## EXERCISE GOAL
Copy every one of the records below word for word, but leave the pictures out of your copy.

## Picture annotation records
□ □ □ □
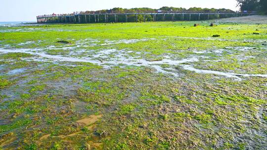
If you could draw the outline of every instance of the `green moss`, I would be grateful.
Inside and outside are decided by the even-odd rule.
[[[0,133],[9,131],[22,127],[25,127],[25,126],[31,123],[32,120],[30,119],[18,119],[10,124],[0,125]]]
[[[122,106],[118,113],[120,115],[125,115],[131,113],[135,108],[136,105],[133,104]]]

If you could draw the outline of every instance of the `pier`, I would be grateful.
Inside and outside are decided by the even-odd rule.
[[[141,13],[74,12],[37,17],[39,23],[93,23],[146,21],[200,21],[256,14],[237,12],[172,12]]]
□ □ □ □
## ANSWER BELOW
If you could draw the outline of every instance of the `green moss`, I would be grateful.
Inside and outside are decided by the even-odd rule.
[[[0,133],[9,131],[22,127],[25,127],[25,126],[31,123],[32,120],[30,119],[18,119],[10,124],[0,125]]]
[[[122,106],[118,113],[120,115],[125,115],[131,113],[135,108],[136,105],[133,104]]]

If you could draw the outline of every instance of the `pier`, I would be grateful.
Inside and outside are decided by the even-odd rule.
[[[141,13],[74,12],[37,17],[39,23],[93,23],[146,21],[200,21],[256,14],[237,12],[172,12]]]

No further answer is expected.